## 原文摘錄

OccuBench:透過語言世界模型評估AI代理在真實世界專業任務上的表現
OccuBench: Evaluating AI Agents on Real-World Professional Tasks via Language World Models
April 13, 2026
作者: Xiaomeng Hu, Yinger Zhang, Fei Huang, Jianhong Tu, Yang Su, Lianghao Deng, Yuxuan Liu, Yantao Liu, Dayiheng Liu, Tsung-Yi Ho
cs.AI
摘要
AI代理預期將在數百個職業領域(從急診分診到核反應爐安全監控,再到海關進口處理)執行專業工作,然而現有基準僅能在少數存在公共環境的領域中評估代理。我們推出OccuBench——一個涵蓋10大行業類別、65個專業領域共100個真實職業任務場景的基準,該基準通過語言世界模型(LWM)實現,利用LLM驅動的工具響應生成來模擬領域特定環境。我們的多代理合成管道能自動生成具備可解性保證、難度校準和文檔錨定多樣性的評估實例。OccuBench從兩個互補維度評估代理:跨專業領域的任務完成度,以及在受控故障注入(顯性錯誤、隱性數據劣化與混合故障)下的環境魯棒性。我們評估了8個模型家族的15個前沿模型,發現:(1)沒有單一模型能在所有行業佔優,各自具備獨特的職業能力譜;(2)隱性故障(數據截斷、字段缺失)比顯性錯誤(超時、500狀態碼)和混合故障更難處理,因其缺乏明顯錯誤信號,要求代理自主檢測數據劣化;(3)更大模型、更新代際及更高推理投入能持續提升性能,GPT-5.2從最低到最高推理投入時性能提升27.5分;(4)強力代理未必是優秀的環境模擬器,模擬器質量對基於LWM的評估可靠性至關重要。OccuBench首次為AI代理在專業職業任務上提供了系統化的跨行業評估框架。

## 給定記錄
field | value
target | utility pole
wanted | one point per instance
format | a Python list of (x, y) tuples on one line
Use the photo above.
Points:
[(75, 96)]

## 練習要求
根據OccuBench摘要,研究共評估了多少個前沿模型?這些模型分屬幾個模型家族?

## 作答區
共評估了15個前沿模型,分屬8個模型家族。